- SHORT TASK 1
Copy the forum thread from "Hi, Did you" up to and including "can assist with.", substituting "private message" for "PM".

- PROVIDED TEXT
# How to get original account back



## Arc21 (Feb 12, 2021)

Hello

I'd not been on the site for a while - maybe year or less - would like to use original email etc as I've had to set up a new email account and username as I can't use my original email as says already registered but then won't send a password reset as says doesn't exist!

Any help out there?

Thanks


----------



## Hoggy (May 8, 2002)

Hi, I have answered your original post. What was your previous forum name & I will change your password.
Hoggy.


----------



## Arc21 (Feb 12, 2021)

Hoggy, I can't remember!


----------



## Hoggy (May 8, 2002)

Arc21 said:


> Hoggy, I can't remember!


Hi, Without the username I can't do anything. John-H may be able to do something if the original Email addy is still valid.
I will contact John.
Hoggy.


----------



## Arc21 (Feb 12, 2021)

Thanks Hoggy, email should be okay as it says it's in use when I tired to re register with it.


----------



## Hoggy (May 8, 2002)

Arc21 said:


> Thanks Hoggy, email should be okay as it says it's in use when I tired to re register with it.


Hi, Did you reply to the PM from John-H as only John can access the Emails.
If not send your Email address to this Email addy without the spaces. ttforum @ mail.com 
Hoggy.


----------



## TTFAdmin (Feb 1, 2012)

Thank you Hoggy for taking care of this. 
Let us know if there is anything we can assist with.

~Richard.


----------

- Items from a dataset
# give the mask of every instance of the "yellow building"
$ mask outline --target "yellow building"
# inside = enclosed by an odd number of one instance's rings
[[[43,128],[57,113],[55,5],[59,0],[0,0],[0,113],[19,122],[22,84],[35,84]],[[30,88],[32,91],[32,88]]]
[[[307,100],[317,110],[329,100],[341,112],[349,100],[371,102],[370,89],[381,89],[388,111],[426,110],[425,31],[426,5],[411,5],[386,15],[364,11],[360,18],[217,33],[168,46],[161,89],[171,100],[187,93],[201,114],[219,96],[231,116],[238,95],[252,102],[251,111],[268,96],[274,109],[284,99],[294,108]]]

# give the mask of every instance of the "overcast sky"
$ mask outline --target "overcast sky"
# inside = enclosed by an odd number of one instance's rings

- SHORT TASK 2
Render the records as a JSON list of strings, with one string for each line and no blank lines.

- TASK RESULT 1
Hi, Did you reply to the private message from John-H as only John can access the Emails.
If not send your Email address to this Email addy without the spaces. ttforum @ mail.com 
Hoggy.


----------



## TTFAdmin (Feb 1, 2012)

Thank you Hoggy for taking care of this. 
Let us know if there is anything we can assist with.

- TASK RESULT 2
[
  "# give the mask of every instance of the \"yellow building\"",
  "$ mask outline --target \"yellow building\"",
  "# inside = enclosed by an odd number of one instance's rings",
  "[[[43,128],[57,113],[55,5],[59,0],[0,0],[0,113],[19,122],[22,84],[35,84]],[[30,88],[32,91],[32,88]]]",
  "[[[307,100],[317,110],[329,100],[341,112],[349,100],[371,102],[370,89],[381,89],[388,111],[426,110],[425,31],[426,5],[411,5],[386,15],[364,11],[360,18],[217,33],[168,46],[161,89],[171,100],[187,93],[201,114],[219,96],[231,116],[238,95],[252,102],[251,111],[268,96],[274,109],[284,99],[294,108]]]",
  "# give the mask of every instance of the \"overcast sky\"",
  "$ mask outline --target \"overcast sky\"",
  "# inside = enclosed by an odd number of one instance's rings"
]